(A series of rows)
==================================================

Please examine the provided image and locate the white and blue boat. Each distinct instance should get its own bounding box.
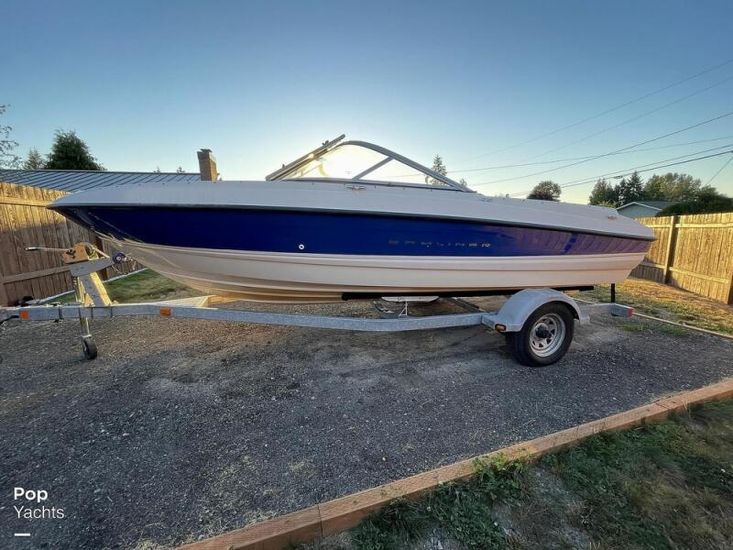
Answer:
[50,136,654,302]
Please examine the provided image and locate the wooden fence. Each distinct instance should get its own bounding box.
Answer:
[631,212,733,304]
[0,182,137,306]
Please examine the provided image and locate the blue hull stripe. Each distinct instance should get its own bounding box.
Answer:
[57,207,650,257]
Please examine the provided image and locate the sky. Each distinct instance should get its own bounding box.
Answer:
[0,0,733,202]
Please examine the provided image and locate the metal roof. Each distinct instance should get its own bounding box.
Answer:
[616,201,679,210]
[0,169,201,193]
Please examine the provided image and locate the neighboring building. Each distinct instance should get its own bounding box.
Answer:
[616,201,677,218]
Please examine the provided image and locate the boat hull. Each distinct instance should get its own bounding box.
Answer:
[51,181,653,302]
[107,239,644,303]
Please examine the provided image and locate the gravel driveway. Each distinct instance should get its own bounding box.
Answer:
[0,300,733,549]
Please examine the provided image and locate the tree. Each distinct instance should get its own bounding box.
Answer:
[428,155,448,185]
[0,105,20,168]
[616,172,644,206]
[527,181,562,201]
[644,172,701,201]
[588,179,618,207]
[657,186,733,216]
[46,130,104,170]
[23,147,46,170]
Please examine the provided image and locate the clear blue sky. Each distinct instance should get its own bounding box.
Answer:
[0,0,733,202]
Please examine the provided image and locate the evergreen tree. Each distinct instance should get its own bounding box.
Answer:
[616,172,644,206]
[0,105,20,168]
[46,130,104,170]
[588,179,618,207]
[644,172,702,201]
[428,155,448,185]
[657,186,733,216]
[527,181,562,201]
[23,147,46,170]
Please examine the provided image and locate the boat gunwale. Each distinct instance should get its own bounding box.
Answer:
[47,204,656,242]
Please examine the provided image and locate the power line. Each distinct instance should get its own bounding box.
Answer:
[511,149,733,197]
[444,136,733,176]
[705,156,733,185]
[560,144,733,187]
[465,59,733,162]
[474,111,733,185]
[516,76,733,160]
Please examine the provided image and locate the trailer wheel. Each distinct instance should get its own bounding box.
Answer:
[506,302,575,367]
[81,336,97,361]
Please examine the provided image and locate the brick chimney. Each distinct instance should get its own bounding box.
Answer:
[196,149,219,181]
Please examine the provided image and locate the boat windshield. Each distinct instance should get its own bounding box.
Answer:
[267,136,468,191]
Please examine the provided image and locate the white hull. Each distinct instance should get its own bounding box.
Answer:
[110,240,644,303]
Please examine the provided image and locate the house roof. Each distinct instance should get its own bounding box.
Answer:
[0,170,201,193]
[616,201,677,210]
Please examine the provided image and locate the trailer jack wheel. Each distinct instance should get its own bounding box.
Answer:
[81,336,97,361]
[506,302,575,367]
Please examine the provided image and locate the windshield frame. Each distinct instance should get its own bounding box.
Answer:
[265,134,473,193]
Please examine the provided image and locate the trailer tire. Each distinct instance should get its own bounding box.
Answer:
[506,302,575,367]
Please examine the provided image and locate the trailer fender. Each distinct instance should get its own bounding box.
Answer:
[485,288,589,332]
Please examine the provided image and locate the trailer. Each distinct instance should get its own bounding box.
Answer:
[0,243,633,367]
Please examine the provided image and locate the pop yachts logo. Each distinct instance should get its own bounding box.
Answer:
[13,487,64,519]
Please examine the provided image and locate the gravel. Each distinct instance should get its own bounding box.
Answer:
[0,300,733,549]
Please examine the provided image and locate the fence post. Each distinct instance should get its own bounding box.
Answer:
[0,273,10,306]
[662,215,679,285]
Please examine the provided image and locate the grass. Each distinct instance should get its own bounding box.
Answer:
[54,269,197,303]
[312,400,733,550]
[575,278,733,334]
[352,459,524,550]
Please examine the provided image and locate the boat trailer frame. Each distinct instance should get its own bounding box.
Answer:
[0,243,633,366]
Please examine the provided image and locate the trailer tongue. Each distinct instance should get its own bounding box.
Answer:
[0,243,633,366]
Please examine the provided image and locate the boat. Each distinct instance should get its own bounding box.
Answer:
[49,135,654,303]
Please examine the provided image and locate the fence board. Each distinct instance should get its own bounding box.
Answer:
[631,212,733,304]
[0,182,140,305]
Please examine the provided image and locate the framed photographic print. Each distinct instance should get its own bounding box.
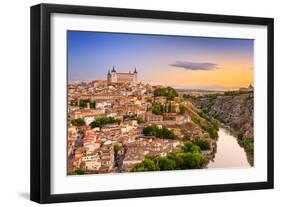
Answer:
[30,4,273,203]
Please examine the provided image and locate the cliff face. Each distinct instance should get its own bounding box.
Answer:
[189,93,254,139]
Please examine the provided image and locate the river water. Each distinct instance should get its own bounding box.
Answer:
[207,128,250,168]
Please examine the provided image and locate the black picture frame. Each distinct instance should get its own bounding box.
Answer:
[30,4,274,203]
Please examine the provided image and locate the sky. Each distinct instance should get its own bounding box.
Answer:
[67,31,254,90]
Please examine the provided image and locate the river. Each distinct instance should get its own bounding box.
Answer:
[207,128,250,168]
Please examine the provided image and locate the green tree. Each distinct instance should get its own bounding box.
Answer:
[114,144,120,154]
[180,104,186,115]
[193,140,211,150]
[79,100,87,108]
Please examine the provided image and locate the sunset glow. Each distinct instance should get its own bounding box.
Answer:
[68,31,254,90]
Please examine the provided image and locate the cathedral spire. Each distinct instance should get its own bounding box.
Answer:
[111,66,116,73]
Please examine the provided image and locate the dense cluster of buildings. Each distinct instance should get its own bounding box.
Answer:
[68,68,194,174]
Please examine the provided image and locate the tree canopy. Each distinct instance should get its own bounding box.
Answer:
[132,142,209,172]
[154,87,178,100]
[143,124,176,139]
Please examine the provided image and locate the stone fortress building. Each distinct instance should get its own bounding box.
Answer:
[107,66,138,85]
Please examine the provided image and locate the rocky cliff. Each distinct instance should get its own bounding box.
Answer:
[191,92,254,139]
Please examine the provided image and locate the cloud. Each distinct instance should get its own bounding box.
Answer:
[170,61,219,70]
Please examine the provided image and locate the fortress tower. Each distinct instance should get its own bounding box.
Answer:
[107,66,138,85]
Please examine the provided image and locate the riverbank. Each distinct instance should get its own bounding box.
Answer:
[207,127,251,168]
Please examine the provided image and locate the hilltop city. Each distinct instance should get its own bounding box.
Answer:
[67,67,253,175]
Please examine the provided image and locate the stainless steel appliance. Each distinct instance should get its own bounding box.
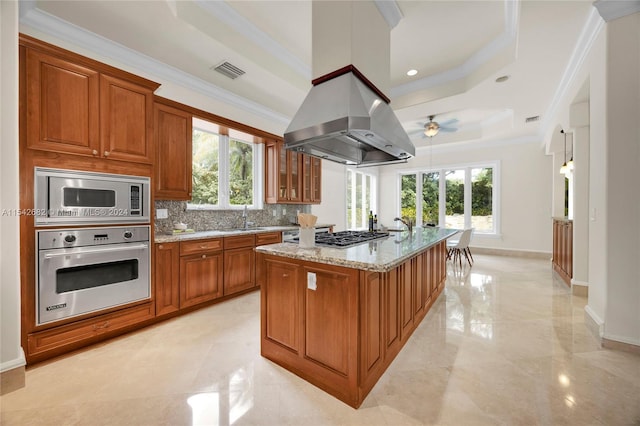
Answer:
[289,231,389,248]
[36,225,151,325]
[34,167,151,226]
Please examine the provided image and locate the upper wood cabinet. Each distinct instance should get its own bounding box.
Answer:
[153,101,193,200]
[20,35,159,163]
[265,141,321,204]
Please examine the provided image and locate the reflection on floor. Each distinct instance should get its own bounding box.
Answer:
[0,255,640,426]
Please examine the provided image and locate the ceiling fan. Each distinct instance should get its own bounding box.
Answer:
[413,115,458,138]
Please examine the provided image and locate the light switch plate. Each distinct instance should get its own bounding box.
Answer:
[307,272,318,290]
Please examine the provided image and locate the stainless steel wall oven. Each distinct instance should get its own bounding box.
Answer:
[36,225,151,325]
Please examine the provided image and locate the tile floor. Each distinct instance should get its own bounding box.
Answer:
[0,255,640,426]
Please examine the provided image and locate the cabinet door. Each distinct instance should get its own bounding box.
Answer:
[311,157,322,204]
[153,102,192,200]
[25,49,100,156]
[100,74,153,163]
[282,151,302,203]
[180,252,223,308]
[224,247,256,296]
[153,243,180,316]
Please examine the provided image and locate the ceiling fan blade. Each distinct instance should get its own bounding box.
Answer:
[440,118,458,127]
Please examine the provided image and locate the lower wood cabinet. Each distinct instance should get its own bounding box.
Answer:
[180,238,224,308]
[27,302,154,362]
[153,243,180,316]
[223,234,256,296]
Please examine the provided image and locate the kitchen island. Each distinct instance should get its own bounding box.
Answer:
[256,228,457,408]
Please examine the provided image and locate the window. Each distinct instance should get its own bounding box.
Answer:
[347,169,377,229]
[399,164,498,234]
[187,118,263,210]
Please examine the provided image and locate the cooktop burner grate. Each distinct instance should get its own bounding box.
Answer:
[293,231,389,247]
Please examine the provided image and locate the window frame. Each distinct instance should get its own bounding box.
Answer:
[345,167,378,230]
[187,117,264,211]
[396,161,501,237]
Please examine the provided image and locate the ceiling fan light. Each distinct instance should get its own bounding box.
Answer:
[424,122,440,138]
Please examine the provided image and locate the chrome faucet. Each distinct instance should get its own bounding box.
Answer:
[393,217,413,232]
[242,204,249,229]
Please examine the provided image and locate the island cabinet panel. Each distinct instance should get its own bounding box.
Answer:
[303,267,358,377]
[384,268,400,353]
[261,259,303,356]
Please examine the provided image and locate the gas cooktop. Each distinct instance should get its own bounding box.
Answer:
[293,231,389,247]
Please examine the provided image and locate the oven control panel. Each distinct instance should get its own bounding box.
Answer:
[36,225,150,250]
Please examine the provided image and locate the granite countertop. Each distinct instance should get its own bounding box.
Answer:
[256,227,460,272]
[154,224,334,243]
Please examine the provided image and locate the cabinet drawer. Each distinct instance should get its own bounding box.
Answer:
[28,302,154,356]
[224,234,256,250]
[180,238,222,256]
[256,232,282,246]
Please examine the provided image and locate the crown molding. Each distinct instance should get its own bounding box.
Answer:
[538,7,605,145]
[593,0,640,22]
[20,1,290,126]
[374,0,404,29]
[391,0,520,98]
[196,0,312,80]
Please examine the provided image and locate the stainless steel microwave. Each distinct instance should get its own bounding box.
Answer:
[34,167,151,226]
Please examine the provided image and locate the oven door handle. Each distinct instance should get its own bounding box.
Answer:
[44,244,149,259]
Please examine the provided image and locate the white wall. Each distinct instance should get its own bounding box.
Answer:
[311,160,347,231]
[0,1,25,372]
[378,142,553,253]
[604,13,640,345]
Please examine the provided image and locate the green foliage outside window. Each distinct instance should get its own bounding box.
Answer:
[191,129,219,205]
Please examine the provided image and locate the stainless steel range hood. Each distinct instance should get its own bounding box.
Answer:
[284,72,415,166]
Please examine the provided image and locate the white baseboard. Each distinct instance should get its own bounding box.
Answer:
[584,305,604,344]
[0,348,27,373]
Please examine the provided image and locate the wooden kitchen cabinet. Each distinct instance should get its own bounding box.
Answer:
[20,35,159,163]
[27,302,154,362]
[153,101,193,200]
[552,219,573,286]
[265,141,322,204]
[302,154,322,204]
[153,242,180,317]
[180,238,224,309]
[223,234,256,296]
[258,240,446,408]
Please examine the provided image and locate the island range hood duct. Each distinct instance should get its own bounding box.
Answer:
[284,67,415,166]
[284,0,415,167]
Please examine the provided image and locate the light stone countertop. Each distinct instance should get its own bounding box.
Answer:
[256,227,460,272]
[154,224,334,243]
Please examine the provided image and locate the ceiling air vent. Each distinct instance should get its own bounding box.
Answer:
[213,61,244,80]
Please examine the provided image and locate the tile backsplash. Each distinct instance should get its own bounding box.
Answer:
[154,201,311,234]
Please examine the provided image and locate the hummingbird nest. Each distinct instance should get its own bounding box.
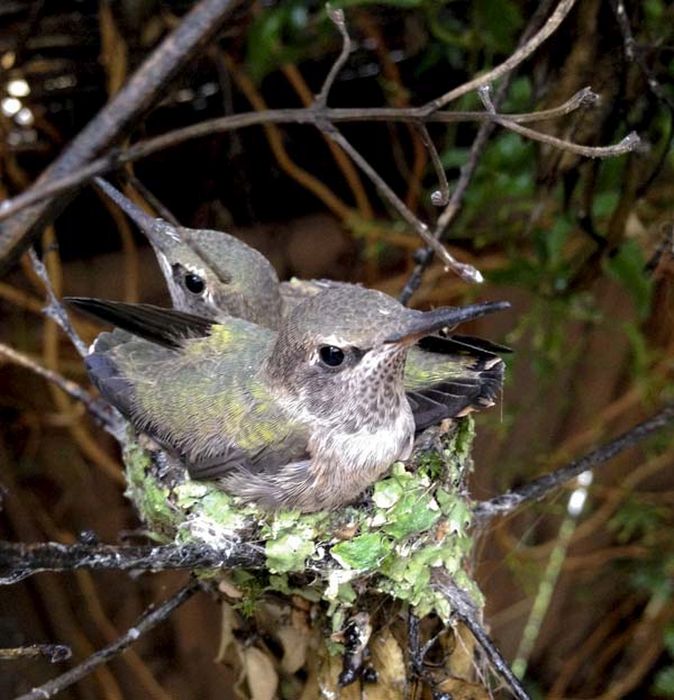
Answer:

==================================================

WORK REQUIRED:
Lay out the part that opens with the line containing "the tile backsplash." and runs to the end of the rows as a Markdown table with the columns No. and Line, numbering each line and skipping blank lines. Leave the pictures out.

SOLUTION:
| No. | Line |
|---|---|
| 1 | Please examine the provided image and locate the tile backsplash. Each distinct instance should get its own bounding box. |
| 2 | Answer: |
| 3 | [154,201,311,234] |
| 4 | Please examine the provided image and locate the hummingbird nest. Each distinct instance should get its own bounding box. |
| 5 | Answer: |